Reproduce the stretch of entries below from the line containing "and white striped" through the end of the entries, without changing a character.
---
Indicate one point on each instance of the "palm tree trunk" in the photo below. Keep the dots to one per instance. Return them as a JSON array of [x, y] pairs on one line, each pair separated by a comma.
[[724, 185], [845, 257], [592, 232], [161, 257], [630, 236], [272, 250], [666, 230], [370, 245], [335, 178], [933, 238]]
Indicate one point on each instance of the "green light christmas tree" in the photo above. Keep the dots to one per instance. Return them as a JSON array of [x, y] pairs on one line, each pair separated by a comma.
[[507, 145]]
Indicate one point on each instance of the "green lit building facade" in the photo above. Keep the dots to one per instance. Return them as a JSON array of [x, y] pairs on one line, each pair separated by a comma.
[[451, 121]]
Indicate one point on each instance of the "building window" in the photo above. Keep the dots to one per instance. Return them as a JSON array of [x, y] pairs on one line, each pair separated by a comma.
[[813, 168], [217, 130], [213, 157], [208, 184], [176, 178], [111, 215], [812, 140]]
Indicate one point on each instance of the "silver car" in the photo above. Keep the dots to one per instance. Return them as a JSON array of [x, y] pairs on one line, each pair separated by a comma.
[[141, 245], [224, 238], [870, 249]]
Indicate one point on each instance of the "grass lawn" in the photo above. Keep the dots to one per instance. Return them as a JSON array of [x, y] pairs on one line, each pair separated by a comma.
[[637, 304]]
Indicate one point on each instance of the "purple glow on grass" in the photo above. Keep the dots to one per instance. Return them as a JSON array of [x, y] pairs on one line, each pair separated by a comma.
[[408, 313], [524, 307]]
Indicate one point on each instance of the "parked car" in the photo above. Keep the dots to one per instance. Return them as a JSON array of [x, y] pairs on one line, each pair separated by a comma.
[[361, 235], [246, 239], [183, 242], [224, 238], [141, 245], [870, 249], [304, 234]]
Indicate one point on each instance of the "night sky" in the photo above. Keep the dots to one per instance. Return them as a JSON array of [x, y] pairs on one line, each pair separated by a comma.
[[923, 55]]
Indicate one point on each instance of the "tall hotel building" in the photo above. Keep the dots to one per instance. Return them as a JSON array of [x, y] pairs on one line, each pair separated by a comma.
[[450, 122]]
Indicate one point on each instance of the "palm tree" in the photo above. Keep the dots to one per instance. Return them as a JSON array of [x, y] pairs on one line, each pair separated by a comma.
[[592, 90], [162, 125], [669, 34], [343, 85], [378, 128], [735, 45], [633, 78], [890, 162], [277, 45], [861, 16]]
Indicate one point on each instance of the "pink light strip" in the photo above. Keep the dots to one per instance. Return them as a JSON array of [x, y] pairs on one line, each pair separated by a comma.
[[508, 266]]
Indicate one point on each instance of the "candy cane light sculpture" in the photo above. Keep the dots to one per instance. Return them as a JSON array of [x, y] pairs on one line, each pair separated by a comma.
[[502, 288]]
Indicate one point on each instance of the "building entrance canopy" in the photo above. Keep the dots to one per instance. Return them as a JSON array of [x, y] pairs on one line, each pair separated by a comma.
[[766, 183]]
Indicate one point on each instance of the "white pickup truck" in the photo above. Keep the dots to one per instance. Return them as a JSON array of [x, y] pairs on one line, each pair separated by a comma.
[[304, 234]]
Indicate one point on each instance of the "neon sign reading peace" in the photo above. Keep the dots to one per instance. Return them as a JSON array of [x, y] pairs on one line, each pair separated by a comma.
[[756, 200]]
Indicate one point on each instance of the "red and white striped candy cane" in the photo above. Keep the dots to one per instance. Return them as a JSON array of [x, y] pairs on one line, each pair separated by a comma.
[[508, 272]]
---
# [RESPONSE]
Indicate one point on each instance of the "red and white striped candy cane" in the photo above. Keep the dots to one per instance. Return them as a JSON array of [x, y] pairs on one line, each pair separated by a comma.
[[508, 272]]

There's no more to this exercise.